*EXTRACT PROVIDED*

8. Company Rule Expands
• After the Battle of Buxar, the Company appointed Residents in Indian states. They were political or commercial agents and their job was to serve and further the interests of the Company. The Company also tried to decide who was to be the successor of the throne, and who was to be appointed in administrative posts.
• The term Subsidiary alliance meant that Indian rulers were not allowed to have their independent armed forces. They were to be protected by the Company, but had to pay for the “subsidiary forces” that the Company was supposed to maintain for the purpose of this protection.
• If the Indian rulers failed to make the payment, then part of their territory was taken away as a penalty.
• Example: When Richard Wellesley was the governor-general, the Nawab of Awadh was forced to give over half of his territory to the Company in 1801 as he failed to pay for subsidiary alliance.

9. Tipu Sultan - The “Tiger of Mysore”
• Mysore, under the leadership of powerful rulers like Haidar Ali (ruled from 1761 to 1782) and his famous son Tipu Sultan (ruled from 1782 to 1799) had grown in strength.
• It controlled the profitable trade of the Malabar coast where the Company purchased pepper and cardamom. Tipu Sultan, in 1785, he stopped the export of sandalwood, pepper and cardamom.
• The Company fought four wars with Mysore (1767-69, 1780-84, 1790-92 and 1799). Finally, in the last - the Battle of Seringapatam - the Company won the battle.

10. War with the Marathas
• The Third Battle of Panipat in 1761, the Marathas were defeated and their dream of ruling from Delhi was shattered.

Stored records
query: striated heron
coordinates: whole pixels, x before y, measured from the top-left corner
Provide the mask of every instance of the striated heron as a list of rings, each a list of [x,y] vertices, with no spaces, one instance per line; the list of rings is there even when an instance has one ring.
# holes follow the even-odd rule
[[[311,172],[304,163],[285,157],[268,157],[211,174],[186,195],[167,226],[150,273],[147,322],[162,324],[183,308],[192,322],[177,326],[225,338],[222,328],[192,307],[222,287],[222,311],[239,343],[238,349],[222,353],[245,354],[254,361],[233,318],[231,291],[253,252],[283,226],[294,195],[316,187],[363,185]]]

*PROBLEM SET*
(a) Echo the stored rows exactly, everything from the first row down to the row containing "Provide the mask", with both ends included.
(b) Proceed with the notes on the expansion of Company rule in India, starting after the last line shown.

*RESPONSES FOR EACH TASK*
(a)
query: striated heron
coordinates: whole pixels, x before y, measured from the top-left corner
Provide the mask of every instance of the striated heron as a list of rings, each a list of [x,y] vertices, with no spaces, one instance per line; the list of rings is there even when an instance has one ring.

(b)
• They were divided into many states under different chiefs (sardars) belonging to dynasties - Sindhia, Holkar, Gaikwad and Bhonsle. These chiefs were held together under a Peshwa (Principal Minister) who became its effective military and administrative head based in Pune.
• Marathas were indulged in a series of wars. The first war ended in 1782 with the Treaty of Salbai, there was no clear victor. The Second Anglo-Maratha War (1803-05) was fought on different fronts, resulting in the British gaining Orissa and the territories north of the Yamuna river including Agra and Delhi. Finally, the Third Anglo-Maratha War of 1817-19 crushed Maratha power.

11. The claim to Paramountcy
• Paramountcy was new policy was initiated under Lord Hastings (Governor-General from 1813 to 1823).
• The Company claimed that its power was greater than that of Indian states. Example: when the British tried to annex the small state of Kitoor, Rani Channamma took to arms and led an anti-British resistance movement. She was arrested in 1824 and died in prison in 1829.
• In the late 1830s, the East India Company became worried about Russia. It imagined that Russia might expand across Asia and enter India from the north-west.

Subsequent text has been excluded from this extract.